Morrer longe

Da Finlândia chega-nos um breve tratado sobre a forma como quem resolve brincar em grupo com a morte, acaba a celebrar a vida

Tem vinte anos este "Aprazível Suicídio em Grupo" de Arto Paasilinna. É o 10º romance do escritor, o segundo publicado em Portugal depois de "A Lebre de Vatanen", livro absolutamente fundador de uma voz literária de latitude finlandesa. Depois da consciência ecológica ser pretexto para uma desconstrução irónica de uma forma de vaguear pela vida, o estilo foi afinado, refinado mesmo, esbarrando em temas mais complexos: "O maior inimigo dos finlandeses é a tristeza, a melancolia, uma apatia insondável. Ao longo de milhares de anos um pesar tem pairado sobre este infeliz, submetendo-o ao seu jugo e tornando assim a sua alma taciturna e sisuda. Tão arreigado é o pessimismo, que muitos finlandeses vêem na morte a única salvação para as suas angústias. A melancolia é um inimigo mais impiedoso que a União Soviética".

O parágrafo transcrito abre o romance e tem o condão de nos deixar boquiabertos: por um lado, o estilo jornalístico, de quem parece estar a transcrever um relatório científico, coloca o leitor em sentido. Virá aí um tratado sobre o "spleen" finlandês?

Por outro, talvez o tom didáctico seja o de uma introdução a uma fábula daquelas que começam com o inevitável "Era uma vez..."

Cinco páginas à frente, quando um homem de negócios falido e um velho coronel do exército se cruzam num celeiro em plena noite de S. João (para os finlandeses a noite de S. João, o solstício, é um ritual solene, por todos celebrado) e evitam mutuamente o seu suicídio, o tom está encontrado. Unidos na hora que antecede a morte está traçado o destino de uma confraria, de uma rede social: as dos vencidos da vida finlandeses que não querem morrer sozinhos.

_A SUA TAREFA_
Reproduza fielmente, da recensão ao romance finlandês, tudo o que vai desde "O parágrafo transcrito" até "querem morrer sozinhos.". Os registos não têm aqui qualquer papel.

Registos do conjunto de dados de segmentação:
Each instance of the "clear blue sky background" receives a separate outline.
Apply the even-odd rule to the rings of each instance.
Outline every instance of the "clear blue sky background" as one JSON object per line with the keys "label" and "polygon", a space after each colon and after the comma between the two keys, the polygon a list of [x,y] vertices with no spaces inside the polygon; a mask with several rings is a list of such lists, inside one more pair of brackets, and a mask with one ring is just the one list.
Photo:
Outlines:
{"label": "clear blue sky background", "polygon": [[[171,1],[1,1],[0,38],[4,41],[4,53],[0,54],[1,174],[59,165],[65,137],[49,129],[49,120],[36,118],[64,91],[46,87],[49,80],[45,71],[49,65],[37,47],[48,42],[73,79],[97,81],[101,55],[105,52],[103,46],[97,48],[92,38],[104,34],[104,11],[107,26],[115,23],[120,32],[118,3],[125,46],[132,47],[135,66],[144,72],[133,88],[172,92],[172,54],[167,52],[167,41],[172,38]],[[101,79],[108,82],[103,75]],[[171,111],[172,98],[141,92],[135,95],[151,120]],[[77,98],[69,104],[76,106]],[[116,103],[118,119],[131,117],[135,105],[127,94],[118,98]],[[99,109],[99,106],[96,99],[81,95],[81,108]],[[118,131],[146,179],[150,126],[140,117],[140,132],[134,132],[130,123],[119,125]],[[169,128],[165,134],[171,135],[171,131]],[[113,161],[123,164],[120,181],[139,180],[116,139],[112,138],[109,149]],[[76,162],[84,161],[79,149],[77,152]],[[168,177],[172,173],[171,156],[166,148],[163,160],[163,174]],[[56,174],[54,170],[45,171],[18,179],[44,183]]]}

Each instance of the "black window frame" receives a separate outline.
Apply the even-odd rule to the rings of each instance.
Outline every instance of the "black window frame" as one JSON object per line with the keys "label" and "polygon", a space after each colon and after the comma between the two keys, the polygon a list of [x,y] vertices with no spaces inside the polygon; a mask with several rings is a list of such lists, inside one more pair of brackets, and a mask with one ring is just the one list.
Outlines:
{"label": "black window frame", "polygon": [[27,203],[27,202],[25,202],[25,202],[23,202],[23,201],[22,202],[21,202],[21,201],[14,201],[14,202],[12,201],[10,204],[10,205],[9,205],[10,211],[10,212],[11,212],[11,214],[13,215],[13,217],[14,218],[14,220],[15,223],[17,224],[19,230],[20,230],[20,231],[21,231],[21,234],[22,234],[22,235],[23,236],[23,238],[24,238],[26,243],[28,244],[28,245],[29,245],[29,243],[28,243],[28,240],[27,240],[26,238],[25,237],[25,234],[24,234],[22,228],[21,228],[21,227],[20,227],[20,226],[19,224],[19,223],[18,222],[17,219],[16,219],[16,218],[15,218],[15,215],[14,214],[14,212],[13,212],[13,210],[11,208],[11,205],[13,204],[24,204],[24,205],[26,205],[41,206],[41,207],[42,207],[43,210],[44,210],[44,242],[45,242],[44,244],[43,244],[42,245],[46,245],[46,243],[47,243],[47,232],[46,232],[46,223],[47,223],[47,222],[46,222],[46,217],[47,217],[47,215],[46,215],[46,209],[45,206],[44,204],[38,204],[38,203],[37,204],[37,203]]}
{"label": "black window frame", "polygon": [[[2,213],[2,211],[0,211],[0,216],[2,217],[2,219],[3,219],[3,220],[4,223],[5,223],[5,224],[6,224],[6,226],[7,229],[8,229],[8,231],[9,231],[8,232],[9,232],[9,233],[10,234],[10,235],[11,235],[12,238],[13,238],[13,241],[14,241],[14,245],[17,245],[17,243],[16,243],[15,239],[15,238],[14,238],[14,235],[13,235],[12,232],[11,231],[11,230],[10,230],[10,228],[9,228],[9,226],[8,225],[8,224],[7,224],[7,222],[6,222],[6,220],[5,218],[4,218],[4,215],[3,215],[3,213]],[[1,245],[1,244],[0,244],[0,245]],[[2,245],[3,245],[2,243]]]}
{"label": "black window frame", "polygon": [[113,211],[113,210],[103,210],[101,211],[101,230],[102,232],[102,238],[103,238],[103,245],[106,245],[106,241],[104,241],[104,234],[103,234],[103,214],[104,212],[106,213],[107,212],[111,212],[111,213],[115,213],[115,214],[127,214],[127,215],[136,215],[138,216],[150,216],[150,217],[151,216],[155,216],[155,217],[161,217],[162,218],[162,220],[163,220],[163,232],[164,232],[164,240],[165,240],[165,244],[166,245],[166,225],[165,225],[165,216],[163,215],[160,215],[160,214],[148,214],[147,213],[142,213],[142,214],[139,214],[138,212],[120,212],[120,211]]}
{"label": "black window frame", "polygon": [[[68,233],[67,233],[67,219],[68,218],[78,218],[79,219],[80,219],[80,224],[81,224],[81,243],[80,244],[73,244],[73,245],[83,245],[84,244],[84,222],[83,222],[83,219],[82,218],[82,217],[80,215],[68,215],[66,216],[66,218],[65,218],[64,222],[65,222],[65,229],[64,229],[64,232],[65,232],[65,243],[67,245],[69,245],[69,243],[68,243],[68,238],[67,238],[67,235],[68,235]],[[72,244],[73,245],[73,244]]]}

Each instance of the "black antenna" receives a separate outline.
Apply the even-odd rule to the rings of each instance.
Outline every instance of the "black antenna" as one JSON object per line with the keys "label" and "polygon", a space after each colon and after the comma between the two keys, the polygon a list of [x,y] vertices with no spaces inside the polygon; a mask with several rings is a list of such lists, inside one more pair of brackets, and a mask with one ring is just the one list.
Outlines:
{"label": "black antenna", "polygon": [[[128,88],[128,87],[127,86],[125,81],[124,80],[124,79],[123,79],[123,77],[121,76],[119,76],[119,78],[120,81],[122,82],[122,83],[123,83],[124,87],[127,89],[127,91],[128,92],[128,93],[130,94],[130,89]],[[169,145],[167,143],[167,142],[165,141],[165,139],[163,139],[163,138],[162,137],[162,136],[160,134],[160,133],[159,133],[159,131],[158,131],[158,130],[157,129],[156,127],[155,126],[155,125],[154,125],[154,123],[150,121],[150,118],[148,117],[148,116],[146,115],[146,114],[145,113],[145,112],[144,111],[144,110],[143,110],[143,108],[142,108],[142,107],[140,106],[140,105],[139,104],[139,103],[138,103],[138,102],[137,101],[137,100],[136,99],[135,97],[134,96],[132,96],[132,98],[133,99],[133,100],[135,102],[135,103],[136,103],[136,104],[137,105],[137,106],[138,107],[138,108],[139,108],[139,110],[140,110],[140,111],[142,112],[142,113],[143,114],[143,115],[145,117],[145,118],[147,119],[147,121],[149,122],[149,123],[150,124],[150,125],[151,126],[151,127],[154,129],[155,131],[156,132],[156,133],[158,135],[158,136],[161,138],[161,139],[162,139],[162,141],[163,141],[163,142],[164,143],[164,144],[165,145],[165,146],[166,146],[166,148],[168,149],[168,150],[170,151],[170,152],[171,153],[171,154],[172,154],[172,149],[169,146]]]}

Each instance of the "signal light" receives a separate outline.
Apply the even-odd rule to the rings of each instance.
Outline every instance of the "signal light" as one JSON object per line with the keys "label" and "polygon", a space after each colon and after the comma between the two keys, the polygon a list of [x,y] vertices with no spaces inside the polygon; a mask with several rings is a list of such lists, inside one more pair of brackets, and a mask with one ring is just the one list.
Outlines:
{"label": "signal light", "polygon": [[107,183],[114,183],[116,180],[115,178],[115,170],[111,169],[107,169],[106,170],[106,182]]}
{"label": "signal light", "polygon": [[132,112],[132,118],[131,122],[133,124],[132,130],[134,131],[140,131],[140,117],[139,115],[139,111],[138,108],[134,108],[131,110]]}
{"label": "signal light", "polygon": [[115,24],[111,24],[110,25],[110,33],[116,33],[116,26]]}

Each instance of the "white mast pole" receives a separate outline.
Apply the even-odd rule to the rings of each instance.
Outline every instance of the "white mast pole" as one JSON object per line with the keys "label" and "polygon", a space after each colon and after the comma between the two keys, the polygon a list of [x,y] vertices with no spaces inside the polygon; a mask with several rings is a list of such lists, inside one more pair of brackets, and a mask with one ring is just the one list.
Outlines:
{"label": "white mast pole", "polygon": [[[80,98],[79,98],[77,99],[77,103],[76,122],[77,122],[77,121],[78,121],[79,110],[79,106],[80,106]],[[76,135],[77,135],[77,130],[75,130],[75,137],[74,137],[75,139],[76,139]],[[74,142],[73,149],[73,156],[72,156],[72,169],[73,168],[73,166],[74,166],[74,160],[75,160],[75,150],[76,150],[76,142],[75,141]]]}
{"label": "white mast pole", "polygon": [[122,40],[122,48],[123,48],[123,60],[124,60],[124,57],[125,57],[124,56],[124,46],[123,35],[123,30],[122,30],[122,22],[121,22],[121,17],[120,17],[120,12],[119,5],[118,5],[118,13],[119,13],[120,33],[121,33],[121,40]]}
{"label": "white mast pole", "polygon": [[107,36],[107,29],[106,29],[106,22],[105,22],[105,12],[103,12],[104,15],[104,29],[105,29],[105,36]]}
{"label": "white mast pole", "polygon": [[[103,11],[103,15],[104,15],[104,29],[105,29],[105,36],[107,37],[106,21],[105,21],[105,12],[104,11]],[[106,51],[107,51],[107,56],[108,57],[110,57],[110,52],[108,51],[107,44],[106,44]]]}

_RESPOSTA ESPERADA_
O parágrafo transcrito abre o romance e tem o condão de nos deixar boquiabertos: por um lado, o estilo jornalístico, de quem parece estar a transcrever um relatório científico, coloca o leitor em sentido. Virá aí um tratado sobre o "spleen" finlandês?

Por outro, talvez o tom didáctico seja o de uma introdução a uma fábula daquelas que começam com o inevitável "Era uma vez..."

Cinco páginas à frente, quando um homem de negócios falido e um velho coronel do exército se cruzam num celeiro em plena noite de S. João (para os finlandeses a noite de S. João, o solstício, é um ritual solene, por todos celebrado) e evitam mutuamente o seu suicídio, o tom está encontrado. Unidos na hora que antecede a morte está traçado o destino de uma confraria, de uma rede social: as dos vencidos da vida finlandeses que não querem morrer sozinhos.